The Default Mode Network
Neuroimaging research, primarily from Imperial College London, has shown that psilocybin dramatically reduces activity in the default mode network — the brain's "ego network," associated with self-referential thinking, rumination and the maintenance of the narrative self. This temporary dissolution of the self-model appears to create a period of increased neural flexibility — literally more connections between brain regions that don't normally communicate — which may underlie both the therapeutic effects and the sense of unity reported in mystical experiences.

What to Hold Carefully

The therapeutic results are real; the hype sometimes exceeds them. Psilocybin therapy is not a universal cure for depression, addiction or existential distress. The results are significant and replicated, but they are achieved in highly controlled settings, with extensive preparation and integration support, by carefully screened participants with trained guides. The experience of taking mushrooms at a festival or in a friend's living room without this framework produces entirely different results — and sometimes produces genuine harm.

Set of tasks ▸
1. According to the psilocybin passage, which institution produced most of the neuroimaging research it describes?
2. Carry on the psilocybin passage from its last sentence, keeping its measured tone.
The entries play no part in what is asked here.

Supplied material ▸
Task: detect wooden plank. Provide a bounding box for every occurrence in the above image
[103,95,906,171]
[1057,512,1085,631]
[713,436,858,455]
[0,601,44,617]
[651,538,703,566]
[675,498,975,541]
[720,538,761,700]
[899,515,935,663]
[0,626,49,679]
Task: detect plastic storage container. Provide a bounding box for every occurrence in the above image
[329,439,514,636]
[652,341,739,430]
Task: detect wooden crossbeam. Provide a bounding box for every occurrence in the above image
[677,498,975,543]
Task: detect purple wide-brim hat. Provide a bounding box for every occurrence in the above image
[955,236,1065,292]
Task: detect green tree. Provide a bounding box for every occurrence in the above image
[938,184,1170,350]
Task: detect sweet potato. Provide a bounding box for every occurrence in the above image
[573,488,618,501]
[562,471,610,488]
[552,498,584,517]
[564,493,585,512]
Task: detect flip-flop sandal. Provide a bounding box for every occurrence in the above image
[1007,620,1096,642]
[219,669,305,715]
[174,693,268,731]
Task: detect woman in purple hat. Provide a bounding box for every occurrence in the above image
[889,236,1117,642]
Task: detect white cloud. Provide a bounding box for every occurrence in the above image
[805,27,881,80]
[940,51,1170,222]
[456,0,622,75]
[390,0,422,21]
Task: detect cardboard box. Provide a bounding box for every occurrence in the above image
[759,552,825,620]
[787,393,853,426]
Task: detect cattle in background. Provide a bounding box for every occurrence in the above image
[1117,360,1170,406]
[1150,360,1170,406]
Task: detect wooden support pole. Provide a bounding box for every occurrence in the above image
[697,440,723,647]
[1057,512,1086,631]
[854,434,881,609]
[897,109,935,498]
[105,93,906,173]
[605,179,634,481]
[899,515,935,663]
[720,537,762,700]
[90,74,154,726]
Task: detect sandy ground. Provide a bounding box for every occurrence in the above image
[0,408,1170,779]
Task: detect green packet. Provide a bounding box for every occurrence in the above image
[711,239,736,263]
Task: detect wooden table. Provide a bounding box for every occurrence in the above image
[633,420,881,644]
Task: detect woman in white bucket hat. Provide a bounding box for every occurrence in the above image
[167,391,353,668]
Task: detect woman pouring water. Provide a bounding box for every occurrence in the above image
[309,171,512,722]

Task responses ▸
1. Imperial College London.

2.
The Mazatec tradition's critique of the contemporary psychedelic scene deserves to be heard. The warning that María Sabina's words contain is not that non-indigenous people cannot work with psilocybin — the clinical evidence demonstrates otherwise. It is that removing the medicine from its framework of intention, preparation, communal accountability and integration removes something essential from the process. The best therapeutic research implicitly acknowledges this: the most effective psilocybin therapy protocols are, structurally, variations of the dieta and ceremonial container that Mazatec tradition has maintained for centuries.

The law is behind the science. Psilocybin remains a Schedule I substance in most countries — including the United States federally, though Oregon, Colorado and several cities have moved toward decriminalization or regulated therapeutic access. The FDA approval process is ongoing. This legal status does not reflect the risk profile of psilocybin, which has among the lowest harm profiles of any psychoactive substance studied — but it does reflect the historical political context in which drug policy was made, which had nothing to do with pharmacology and everything to do with culture war.